→ What needs to be done:
Images are to be omitted, and the rest of the records reproduced exactly.

Stored data
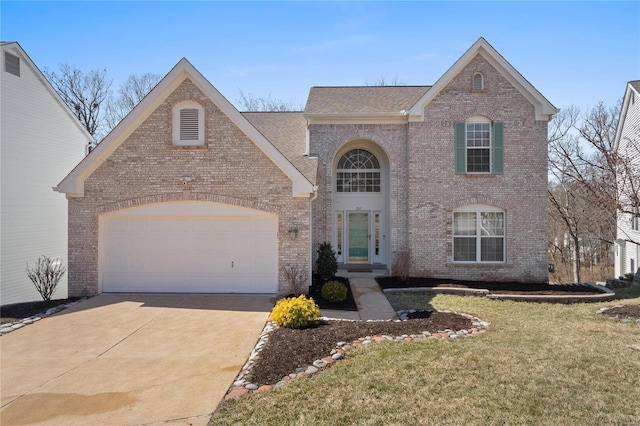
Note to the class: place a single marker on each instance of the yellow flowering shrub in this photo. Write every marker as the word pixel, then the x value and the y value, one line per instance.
pixel 334 291
pixel 295 312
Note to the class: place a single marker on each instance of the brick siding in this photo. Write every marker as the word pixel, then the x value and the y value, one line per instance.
pixel 424 189
pixel 147 168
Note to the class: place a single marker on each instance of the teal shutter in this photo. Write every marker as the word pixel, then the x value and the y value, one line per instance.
pixel 498 148
pixel 461 147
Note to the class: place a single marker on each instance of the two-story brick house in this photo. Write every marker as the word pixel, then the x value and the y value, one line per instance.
pixel 189 195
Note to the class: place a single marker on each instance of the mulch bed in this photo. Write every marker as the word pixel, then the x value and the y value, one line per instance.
pixel 622 312
pixel 288 349
pixel 501 287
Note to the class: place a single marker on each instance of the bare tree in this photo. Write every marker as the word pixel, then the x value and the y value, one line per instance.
pixel 130 93
pixel 253 103
pixel 583 170
pixel 45 275
pixel 83 93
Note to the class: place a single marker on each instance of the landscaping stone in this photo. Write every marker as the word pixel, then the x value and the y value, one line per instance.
pixel 235 393
pixel 241 387
pixel 319 363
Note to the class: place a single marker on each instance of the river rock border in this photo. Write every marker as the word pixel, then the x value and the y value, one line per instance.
pixel 9 327
pixel 241 386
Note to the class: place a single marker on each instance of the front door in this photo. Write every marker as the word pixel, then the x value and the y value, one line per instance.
pixel 359 236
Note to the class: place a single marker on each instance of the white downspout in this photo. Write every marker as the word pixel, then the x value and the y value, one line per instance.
pixel 311 199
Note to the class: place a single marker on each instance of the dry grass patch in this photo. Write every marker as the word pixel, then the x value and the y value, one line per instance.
pixel 537 364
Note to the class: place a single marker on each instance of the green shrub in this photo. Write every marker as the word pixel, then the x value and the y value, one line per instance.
pixel 334 291
pixel 296 312
pixel 326 265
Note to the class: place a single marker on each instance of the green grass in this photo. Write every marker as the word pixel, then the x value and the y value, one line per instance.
pixel 538 364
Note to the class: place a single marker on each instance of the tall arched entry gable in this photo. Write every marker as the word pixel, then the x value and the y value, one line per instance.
pixel 361 204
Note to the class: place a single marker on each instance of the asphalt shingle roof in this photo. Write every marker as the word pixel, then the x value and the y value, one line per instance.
pixel 363 99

→ Result of the exercise:
Note to the class: place a single marker on each instance of the yellow flowering shrub in this photo. Write every marker as the word pixel, then the x value and the y value, one line per instance.
pixel 334 291
pixel 295 312
Note to the class: place a single marker on each instance of the brick siding in this photo. Write every marker as the word pixel, then the x value and the y value, one line per instance.
pixel 424 189
pixel 147 168
Note to the class: place a single marker on each instance of the teal shutter in this photo. Write every marker as the word pixel, then the x value and the y value, one line per instance.
pixel 498 148
pixel 461 147
Note to the class: place a single marker on each instance of the two-story brick house in this photo. Write every marker as the word pixel, then the x value and the y value, one line per instance.
pixel 189 195
Note to the class: place a single marker on each instance of the mulch bed in this photo. Write every marker as the word pixel, then the x value and the y value, one line per instance.
pixel 622 312
pixel 288 349
pixel 501 287
Note to the class: place a single marker on each instance of the bare tree in this photo. Write every marker as the word pixel, then the x value and the y value, one line per instance.
pixel 130 93
pixel 253 103
pixel 583 170
pixel 45 275
pixel 83 93
Note to the class: place a single marker on each instance of the landscaping stone in this photo. Write every marker as the word pixel, then the x value and the y value, one line per instance.
pixel 235 393
pixel 241 387
pixel 319 363
Note to the class: place a single marker on each instance of the river rock border in this photo. Write every marker as the word pixel, then the x value and the y value, one line per instance.
pixel 9 327
pixel 241 386
Note to the class: place a single marker on each instance of the front door in this photo. Write every marker as the word pixel, then the x value and the y value, one line per instance.
pixel 359 236
Note to the class: place a single marker on each instance of the white downspout in this photo. Write every marker as the word pixel, then the x value and the y value, one line per instance.
pixel 311 199
Note to the class: place a single marker on each instance of the dry grass patch in this photo. Write every marker as the word pixel, then the x value and the y value, one line per instance.
pixel 537 364
Note to the class: place a single marker on each instance of the green shrub in this photo. Write every marker as the word pixel, then the x value and the y value, one line per instance.
pixel 334 291
pixel 296 312
pixel 326 265
Note to the class: place a single marker on each instance of the green grass in this photo. Write every marker as the word pixel, then the x value and the y value, one line per instance.
pixel 538 364
Note to the class: place a single marker on each instance of the tall arched entry gable in this photo. Write every marker as the word pixel, then the x value and the y value, one line per instance.
pixel 361 204
Note to the class: place a single marker on each instance of the asphalt shingle roof in this photo. Write every marker as the word pixel, then the x value and the y value, one line per instance.
pixel 363 99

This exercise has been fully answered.